— Aim —
Output word for word the stretch of rows below from the line that contains "Locate every instance of the light" through the end of the rows, keeping both ends. Leave the pictures out of your answer.

(Labeled-object pointing rows)
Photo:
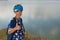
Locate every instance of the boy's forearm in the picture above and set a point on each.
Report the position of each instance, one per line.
(11, 30)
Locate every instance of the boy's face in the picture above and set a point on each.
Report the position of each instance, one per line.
(18, 13)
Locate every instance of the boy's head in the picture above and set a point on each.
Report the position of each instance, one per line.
(18, 9)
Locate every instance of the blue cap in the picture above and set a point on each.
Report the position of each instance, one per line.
(18, 7)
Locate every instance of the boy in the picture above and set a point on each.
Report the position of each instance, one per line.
(16, 29)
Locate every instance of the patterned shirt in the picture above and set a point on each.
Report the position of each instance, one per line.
(18, 34)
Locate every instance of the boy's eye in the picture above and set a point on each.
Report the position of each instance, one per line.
(16, 11)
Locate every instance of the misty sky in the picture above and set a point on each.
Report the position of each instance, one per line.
(36, 12)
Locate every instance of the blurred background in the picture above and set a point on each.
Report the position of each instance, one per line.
(40, 17)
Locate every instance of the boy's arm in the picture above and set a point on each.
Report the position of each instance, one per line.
(12, 30)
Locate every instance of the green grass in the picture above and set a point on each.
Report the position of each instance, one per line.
(3, 35)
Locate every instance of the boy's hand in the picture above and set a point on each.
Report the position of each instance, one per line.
(17, 27)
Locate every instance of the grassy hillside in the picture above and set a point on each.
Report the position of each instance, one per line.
(27, 37)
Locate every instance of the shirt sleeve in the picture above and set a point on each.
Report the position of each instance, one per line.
(23, 26)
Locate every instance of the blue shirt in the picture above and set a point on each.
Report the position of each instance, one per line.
(18, 34)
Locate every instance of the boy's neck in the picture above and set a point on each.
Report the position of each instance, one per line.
(17, 17)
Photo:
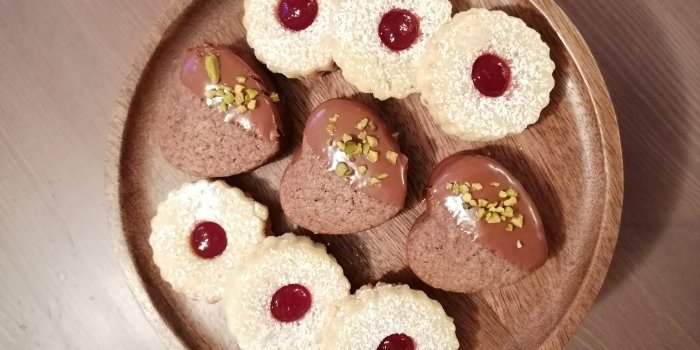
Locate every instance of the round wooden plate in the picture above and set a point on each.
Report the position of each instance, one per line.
(569, 161)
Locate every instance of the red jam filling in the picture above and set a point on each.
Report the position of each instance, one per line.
(297, 15)
(208, 240)
(397, 341)
(491, 75)
(290, 303)
(399, 29)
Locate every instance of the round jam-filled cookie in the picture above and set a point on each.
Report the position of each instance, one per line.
(224, 118)
(485, 75)
(390, 317)
(378, 43)
(349, 173)
(481, 229)
(290, 36)
(200, 231)
(283, 294)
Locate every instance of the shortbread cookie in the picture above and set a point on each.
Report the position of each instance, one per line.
(378, 43)
(389, 317)
(290, 36)
(282, 296)
(481, 229)
(200, 231)
(224, 117)
(485, 75)
(348, 175)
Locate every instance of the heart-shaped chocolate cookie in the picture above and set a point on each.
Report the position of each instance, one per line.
(480, 230)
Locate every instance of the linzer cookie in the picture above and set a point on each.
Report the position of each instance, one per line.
(283, 294)
(290, 36)
(480, 230)
(378, 43)
(348, 175)
(224, 118)
(485, 75)
(389, 317)
(200, 231)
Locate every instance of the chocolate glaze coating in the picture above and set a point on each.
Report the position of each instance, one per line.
(392, 189)
(264, 119)
(532, 251)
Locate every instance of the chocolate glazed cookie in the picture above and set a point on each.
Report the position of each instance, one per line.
(224, 119)
(480, 230)
(348, 175)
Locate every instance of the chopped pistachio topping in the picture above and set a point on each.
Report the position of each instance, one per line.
(352, 148)
(330, 129)
(392, 156)
(372, 141)
(517, 221)
(373, 156)
(342, 169)
(251, 105)
(362, 124)
(358, 144)
(225, 98)
(511, 201)
(373, 181)
(502, 210)
(211, 65)
(362, 170)
(251, 94)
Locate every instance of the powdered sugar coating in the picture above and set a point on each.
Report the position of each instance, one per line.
(365, 61)
(292, 53)
(444, 77)
(241, 217)
(277, 262)
(373, 313)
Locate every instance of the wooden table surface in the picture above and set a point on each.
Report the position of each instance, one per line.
(61, 66)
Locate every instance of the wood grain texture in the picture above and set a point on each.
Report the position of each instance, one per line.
(570, 162)
(62, 283)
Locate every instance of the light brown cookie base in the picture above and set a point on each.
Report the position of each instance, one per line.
(196, 139)
(445, 257)
(320, 201)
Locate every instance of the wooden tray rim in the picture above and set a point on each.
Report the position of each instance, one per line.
(608, 129)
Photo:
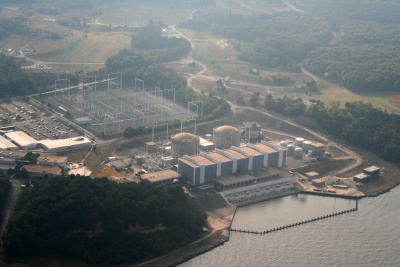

— Correct result —
Locate every instance of the light brown cookie base in the picture above and set a point on each.
Report the position of each instance, one per line.
(196, 139)
(445, 257)
(320, 201)
Locate every instance of the wooden tray rim in the picture above and set a point on each.
Report the position of each instance, one per line.
(608, 129)
Photo:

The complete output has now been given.